> AUSGANGSTEXT
------------------------

Unter Anwendung dieser Abgrenzungskriterien war vorliegend von einer Arbeitnehmerüberlassung und nicht von einem Werkvertrag zwischen der Baufirma und der Firma S. auszugehen. Schriftliche Verträge wurden nicht abgeschlossen, so dass die tatsächliche Durchführung maßgeblich ist. Zwar waren die ausgeführten Arbeiten grundsätzlich einem Werkvertrag zugänglich. Es handelte sich um eine abgrenzbare, klar definierte Tätigkeit (Verfugung von 900 qm Sichtmauerwerk), die Gegenstand einer öffentlichen Ausschreibung sein kann. Nach dem Vortrag der Baufirma hatte sie auch zunächst die Arbeiten an die Firma M. GmbH als Subunternehmen vergeben. Nach Kündigung dises Werkvertrages ist sie dann aber an die Firma S. geraten, die als bloße Dienstleistungsgesellschaft weder über einen eigenen Geschäftsbetrieb, Bauhof noch Fuhrpark verfügt. Nach den Ermittlungen des Hauptzollamts L. war alleiniger Gegenstand der Firma die Überlassung von Arbeitskräften. Die Firma S. konnte demnach die hier im Streit stehenden Bauarbeiten mit eigenen Mittel überhaupt nicht ausführen. Sie war nicht einmal in der Lage einzuschätzen, wie viele Arbeiter für Verfugungsarbeiten im Umfang von 900 qm benötigt werden. Dementsprechend nahm das Personal der Baufirma die Planungen vor und stellte sowohl das Material als auch die Gerätschaften zur Verfügung. Damit war denknotwendig eine Eingliederung in die Arbeitsabläufe des Bauunternehmens verbunden. Die Leistungspflicht der Firma S. erschöpfte sich in der Zurverfügungstellung der benötigten Arbeitskräfte. Auch die Abrechnung der Arbeiten spricht gegen einen Werkvertrag. Im Fall eines Werkvertrages erfolgt die Vergütung üblicherweise nach Maßgabe des erzielten Erfolges und nicht – wie hier – nach der Zahl der dazu benötigten Arbeitsstunden. Schließlich spricht auch die Kontrolle der polnischen Arbeitnehmer in Bezug auf die Qualität der Arbeit und die erbrachten Arbeitsstunden gegen einen Werkvertrag. Die Arbeiten wurden vom Bauleiter unmittelbar vor Ort regelmäßig kontrolliert und soweit notwendig sofort beanstandet. Auch wenn die Arbeiter frei entscheiden konnten, in welcher Art sie die Arbeiten ausführen, hatte die Bauleitung offenbar die Möglichkeit direkt (dh ohne Umweg über die Firma S.) auf die Arbeiter einzuwirken und ihnen Weisungen zu erteilen.

------------------------

> AUSGANGSDATEN
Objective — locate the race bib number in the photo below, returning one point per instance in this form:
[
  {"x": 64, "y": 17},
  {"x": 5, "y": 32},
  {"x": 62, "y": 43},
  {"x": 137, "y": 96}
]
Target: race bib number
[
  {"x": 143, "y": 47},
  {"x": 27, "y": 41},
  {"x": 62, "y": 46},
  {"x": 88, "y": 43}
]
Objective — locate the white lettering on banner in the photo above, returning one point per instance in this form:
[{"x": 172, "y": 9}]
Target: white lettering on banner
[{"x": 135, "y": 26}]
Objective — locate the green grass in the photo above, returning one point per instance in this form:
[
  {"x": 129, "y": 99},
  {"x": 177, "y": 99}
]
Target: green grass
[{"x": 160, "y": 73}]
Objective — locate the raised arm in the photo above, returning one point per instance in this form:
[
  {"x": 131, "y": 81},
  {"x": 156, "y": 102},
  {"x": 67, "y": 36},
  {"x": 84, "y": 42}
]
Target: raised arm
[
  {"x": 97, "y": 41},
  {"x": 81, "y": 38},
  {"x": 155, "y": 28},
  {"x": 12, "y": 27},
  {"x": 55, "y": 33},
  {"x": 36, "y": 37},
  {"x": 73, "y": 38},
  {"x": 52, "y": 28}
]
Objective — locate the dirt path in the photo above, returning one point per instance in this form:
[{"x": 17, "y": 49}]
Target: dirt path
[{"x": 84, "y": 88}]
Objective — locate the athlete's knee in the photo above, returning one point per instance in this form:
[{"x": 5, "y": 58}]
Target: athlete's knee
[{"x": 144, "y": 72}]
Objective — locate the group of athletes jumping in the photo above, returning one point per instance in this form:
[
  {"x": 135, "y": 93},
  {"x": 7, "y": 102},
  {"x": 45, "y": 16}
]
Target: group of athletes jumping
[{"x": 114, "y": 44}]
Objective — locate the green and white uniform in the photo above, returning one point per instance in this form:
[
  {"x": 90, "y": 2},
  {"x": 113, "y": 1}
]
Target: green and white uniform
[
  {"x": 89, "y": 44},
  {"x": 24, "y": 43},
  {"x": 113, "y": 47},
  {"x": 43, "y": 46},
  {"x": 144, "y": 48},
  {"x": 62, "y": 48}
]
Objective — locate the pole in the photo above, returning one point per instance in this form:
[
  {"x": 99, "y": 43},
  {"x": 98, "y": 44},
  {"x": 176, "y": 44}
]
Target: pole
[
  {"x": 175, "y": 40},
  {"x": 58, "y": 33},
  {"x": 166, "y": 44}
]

------------------------

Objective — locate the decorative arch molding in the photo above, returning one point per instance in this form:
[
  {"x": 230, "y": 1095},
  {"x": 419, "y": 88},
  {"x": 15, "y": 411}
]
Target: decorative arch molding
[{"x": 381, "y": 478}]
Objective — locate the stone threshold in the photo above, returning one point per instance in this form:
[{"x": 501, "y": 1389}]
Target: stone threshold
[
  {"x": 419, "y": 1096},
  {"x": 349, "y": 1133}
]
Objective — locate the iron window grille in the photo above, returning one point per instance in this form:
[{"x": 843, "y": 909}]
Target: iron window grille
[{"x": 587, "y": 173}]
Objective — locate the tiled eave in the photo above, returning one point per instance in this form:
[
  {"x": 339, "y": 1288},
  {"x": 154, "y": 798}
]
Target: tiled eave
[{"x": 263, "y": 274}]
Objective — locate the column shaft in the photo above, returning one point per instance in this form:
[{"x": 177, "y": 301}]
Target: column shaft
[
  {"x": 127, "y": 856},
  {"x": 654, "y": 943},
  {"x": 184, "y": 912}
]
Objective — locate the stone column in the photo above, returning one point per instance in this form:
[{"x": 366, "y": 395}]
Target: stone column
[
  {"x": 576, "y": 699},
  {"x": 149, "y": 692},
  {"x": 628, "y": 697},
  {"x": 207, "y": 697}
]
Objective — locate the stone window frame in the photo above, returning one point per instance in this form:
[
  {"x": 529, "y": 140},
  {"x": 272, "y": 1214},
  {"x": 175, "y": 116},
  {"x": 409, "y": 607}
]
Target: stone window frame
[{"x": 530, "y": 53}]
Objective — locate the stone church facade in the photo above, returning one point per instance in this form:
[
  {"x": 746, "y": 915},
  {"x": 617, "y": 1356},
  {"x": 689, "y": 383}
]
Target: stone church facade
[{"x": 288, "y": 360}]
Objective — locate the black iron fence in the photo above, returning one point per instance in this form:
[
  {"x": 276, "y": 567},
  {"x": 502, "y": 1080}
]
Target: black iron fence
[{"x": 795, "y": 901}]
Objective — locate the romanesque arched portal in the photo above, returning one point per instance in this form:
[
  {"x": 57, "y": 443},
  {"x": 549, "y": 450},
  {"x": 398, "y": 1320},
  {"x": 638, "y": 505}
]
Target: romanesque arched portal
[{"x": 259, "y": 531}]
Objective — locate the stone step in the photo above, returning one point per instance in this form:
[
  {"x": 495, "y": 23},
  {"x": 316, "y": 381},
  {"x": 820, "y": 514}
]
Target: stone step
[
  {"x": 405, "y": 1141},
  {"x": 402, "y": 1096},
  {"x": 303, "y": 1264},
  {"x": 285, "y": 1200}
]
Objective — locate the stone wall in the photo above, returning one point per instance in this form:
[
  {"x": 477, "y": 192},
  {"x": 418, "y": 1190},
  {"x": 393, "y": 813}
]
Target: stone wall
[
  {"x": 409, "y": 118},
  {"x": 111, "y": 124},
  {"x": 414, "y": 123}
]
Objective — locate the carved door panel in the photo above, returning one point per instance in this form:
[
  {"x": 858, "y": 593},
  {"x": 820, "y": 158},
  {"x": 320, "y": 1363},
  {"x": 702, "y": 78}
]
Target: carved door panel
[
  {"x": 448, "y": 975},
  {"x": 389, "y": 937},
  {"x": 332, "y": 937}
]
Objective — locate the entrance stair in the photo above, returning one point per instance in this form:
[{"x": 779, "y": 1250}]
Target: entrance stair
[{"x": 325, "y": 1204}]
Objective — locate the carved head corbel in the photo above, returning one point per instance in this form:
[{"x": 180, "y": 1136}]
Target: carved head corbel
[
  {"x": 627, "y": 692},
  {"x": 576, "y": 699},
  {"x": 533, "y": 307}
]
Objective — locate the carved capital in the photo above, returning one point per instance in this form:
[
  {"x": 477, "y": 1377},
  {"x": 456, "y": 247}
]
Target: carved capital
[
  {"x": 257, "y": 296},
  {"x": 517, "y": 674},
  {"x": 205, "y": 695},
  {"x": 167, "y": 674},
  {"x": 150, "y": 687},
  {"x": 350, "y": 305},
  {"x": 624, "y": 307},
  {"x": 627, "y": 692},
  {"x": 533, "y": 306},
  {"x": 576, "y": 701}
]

------------------------

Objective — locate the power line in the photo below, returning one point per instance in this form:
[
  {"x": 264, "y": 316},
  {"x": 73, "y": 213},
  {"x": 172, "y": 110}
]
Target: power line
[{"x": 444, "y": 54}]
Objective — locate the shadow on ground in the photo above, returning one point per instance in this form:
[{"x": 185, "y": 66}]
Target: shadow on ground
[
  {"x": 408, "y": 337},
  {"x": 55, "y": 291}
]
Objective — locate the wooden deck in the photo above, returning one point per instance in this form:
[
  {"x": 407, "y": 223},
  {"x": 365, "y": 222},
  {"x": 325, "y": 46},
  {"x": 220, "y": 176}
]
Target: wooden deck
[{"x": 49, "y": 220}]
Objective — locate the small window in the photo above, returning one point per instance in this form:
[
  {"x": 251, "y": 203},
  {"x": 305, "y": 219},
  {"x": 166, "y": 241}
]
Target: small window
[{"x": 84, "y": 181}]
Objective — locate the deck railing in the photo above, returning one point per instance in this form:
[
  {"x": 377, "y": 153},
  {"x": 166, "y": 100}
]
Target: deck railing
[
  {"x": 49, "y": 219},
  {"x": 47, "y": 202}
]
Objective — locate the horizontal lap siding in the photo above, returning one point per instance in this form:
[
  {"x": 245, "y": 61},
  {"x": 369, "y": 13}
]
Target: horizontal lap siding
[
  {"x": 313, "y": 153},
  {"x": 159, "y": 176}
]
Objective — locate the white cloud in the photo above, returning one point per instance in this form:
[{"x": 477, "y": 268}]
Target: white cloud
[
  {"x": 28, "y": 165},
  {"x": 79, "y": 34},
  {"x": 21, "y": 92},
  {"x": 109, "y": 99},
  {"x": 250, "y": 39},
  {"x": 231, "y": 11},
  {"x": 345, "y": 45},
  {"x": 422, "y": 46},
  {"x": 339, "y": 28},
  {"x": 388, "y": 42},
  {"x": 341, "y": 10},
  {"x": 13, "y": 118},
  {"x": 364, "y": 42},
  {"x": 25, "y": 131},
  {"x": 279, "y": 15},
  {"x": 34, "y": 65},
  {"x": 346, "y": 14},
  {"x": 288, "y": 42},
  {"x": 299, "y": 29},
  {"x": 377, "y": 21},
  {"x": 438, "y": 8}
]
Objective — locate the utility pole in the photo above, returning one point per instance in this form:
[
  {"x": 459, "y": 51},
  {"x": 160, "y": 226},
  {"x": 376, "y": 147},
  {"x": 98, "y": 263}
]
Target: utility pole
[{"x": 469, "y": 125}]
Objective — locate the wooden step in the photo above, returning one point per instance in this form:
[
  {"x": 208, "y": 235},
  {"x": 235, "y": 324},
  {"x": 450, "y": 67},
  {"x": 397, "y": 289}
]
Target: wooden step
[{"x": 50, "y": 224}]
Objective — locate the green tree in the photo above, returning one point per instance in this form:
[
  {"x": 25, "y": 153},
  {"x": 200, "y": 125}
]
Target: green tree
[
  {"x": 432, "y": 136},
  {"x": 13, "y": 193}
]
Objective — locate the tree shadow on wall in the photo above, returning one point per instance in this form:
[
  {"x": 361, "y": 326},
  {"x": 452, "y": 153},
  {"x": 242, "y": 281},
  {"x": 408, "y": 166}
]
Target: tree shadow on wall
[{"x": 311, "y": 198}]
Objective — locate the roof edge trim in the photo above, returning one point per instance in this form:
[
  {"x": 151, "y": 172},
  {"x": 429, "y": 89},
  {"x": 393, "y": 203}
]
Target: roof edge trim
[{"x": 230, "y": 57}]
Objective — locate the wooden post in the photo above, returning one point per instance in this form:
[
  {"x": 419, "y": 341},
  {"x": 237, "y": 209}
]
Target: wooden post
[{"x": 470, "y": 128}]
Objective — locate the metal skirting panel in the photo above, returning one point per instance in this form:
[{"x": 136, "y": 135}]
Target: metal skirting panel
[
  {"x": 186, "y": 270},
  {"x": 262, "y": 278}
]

------------------------

> ZU BEARBEITENDE AUFGABEN
A - Wer kontrollierte laut dem Text zur Arbeitnehmerüberlassung die Arbeiten regelmäßig unmittelbar vor Ort?
B - Führen Sie den Text zur Arbeitnehmerüberlassung im Anschluss an seinen letzten Satz fort.

> ERGEBNISSE JE AUFGABE
A - Der Bauleiter kontrollierte die Arbeiten regelmäßig unmittelbar vor Ort.

B -
Die Baufirma musste also im Ergebnis die Sozialversicherungsbeiträge für die polnischen Leiharbeiter in Höhe von 19.950,44 € an die Deutsche Rentenversicherung nachzahlen.

Unser Kommentar:

Aus Schaden wird man klug. Bei der Vergabe von Werksaufträgen muss der Subunternehmer genau überprüft werden. Hat er eigene Betriebsmittel, mit denen er in der Lage ist, das Werk selbstständig zu erfüllen? Hat er eine entsprechende Betriebsstruktur, nach der man auf eine verantwortliche Arbeitgebereigenschaft schließen kann? Sollte das nicht der Fall sein, sondern sollte es sich im Wesentlichen um die Zurverfügungstellung von reiner Arbeitsleistung handeln, muss sich der Auftraggeber die Genehmigung der Agentur für Arbeit vorzeigen lassen. Andernfalls rückt er als Entleiher in eine Art Arbeitgeberstellung und ist für die Lohnzahlung und die Abführung der Lohnsteuer und Sozialversicherungsbeiträge verantwortlich. Dann hätte er auch gleich eigenes Personal beschäftigen können. Natürlich macht sich auch der Subunternehmer strafbar, wenn er Sozialversicherungsbeiträge nicht abführt und ohne Genehmigung Arbeitnehmerüberlassung betreibt.